:: How to complete this task ::
Your answer must be every line of the data that contains "hand".

:: Point localization data ::
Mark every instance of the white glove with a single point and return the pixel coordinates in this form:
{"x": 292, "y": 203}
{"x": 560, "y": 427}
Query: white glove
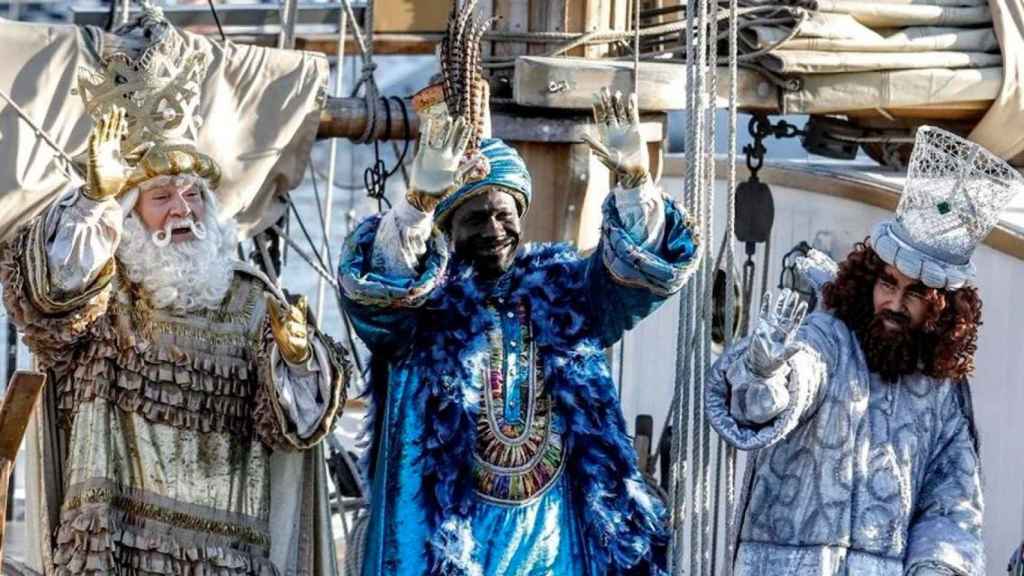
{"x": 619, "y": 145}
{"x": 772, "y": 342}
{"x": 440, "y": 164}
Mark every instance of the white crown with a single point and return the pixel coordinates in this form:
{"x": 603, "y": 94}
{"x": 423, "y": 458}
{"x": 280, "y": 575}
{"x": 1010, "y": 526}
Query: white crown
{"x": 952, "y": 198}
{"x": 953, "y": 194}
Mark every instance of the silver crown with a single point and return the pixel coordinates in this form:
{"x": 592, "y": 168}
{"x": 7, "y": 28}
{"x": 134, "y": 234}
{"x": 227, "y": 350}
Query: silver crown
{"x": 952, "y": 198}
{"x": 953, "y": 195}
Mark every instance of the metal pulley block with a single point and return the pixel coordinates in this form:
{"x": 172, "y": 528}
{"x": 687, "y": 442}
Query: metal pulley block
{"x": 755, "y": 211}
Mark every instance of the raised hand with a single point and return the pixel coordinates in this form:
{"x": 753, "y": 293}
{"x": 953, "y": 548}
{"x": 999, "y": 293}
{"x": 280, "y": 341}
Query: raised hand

==

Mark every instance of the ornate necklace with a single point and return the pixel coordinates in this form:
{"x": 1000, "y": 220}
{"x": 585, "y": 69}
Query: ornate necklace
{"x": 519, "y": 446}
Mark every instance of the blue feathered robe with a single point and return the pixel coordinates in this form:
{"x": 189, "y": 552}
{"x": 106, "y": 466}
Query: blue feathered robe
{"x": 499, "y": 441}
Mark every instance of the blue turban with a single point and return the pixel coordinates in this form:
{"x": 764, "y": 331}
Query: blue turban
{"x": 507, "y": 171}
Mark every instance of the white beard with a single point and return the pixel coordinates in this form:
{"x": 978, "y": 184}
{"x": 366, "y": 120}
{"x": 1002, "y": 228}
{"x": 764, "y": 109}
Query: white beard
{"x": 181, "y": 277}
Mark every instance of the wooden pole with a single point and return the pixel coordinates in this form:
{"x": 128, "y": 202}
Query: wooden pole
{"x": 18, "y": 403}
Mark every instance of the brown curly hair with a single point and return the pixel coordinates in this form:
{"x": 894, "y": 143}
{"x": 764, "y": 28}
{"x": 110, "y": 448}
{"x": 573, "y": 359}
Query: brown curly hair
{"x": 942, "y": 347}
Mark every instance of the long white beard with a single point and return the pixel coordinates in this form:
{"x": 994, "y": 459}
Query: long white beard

...

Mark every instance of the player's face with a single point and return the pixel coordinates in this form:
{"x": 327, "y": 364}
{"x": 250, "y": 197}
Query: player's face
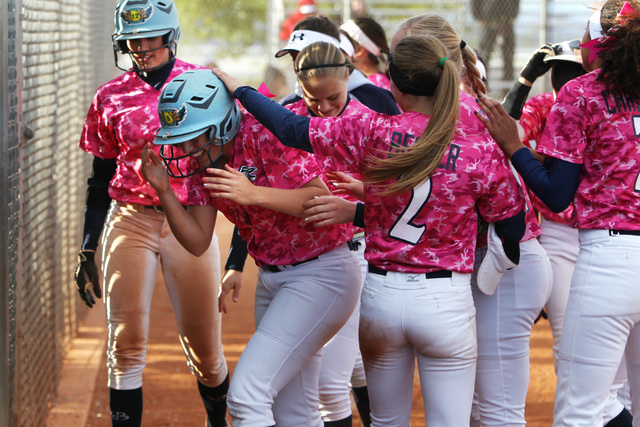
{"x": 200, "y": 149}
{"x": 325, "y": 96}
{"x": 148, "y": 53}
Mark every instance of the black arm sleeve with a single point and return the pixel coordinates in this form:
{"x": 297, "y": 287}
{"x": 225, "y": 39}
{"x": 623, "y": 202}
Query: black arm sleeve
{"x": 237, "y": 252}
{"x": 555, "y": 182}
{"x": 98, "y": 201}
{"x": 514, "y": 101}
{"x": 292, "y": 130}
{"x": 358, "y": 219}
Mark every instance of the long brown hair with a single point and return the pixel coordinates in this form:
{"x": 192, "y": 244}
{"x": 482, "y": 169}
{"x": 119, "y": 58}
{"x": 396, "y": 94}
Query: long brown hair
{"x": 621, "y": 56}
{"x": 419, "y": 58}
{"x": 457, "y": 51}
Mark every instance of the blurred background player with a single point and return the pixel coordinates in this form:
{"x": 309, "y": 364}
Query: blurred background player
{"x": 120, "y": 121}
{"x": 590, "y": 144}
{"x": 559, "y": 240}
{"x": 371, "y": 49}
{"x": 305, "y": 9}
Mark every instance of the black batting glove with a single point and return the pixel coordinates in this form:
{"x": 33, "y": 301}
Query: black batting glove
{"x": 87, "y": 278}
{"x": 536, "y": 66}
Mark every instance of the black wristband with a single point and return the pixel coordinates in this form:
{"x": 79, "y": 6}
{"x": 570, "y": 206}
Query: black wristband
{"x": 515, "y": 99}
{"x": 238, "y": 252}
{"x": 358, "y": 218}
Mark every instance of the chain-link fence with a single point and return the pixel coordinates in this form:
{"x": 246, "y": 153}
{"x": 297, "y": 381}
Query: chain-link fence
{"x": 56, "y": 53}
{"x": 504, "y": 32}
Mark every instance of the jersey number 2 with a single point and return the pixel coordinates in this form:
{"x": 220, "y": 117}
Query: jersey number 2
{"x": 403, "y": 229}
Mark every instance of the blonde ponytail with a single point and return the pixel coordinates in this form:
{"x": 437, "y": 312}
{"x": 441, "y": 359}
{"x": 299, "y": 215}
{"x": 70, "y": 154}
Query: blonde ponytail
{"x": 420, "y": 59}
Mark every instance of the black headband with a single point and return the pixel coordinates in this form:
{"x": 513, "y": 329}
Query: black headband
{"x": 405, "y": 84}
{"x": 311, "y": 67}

:: Response to the task ::
Mark every instance of the raised hand with a single point and return the pixel coordinates in this form:
Query: raised hand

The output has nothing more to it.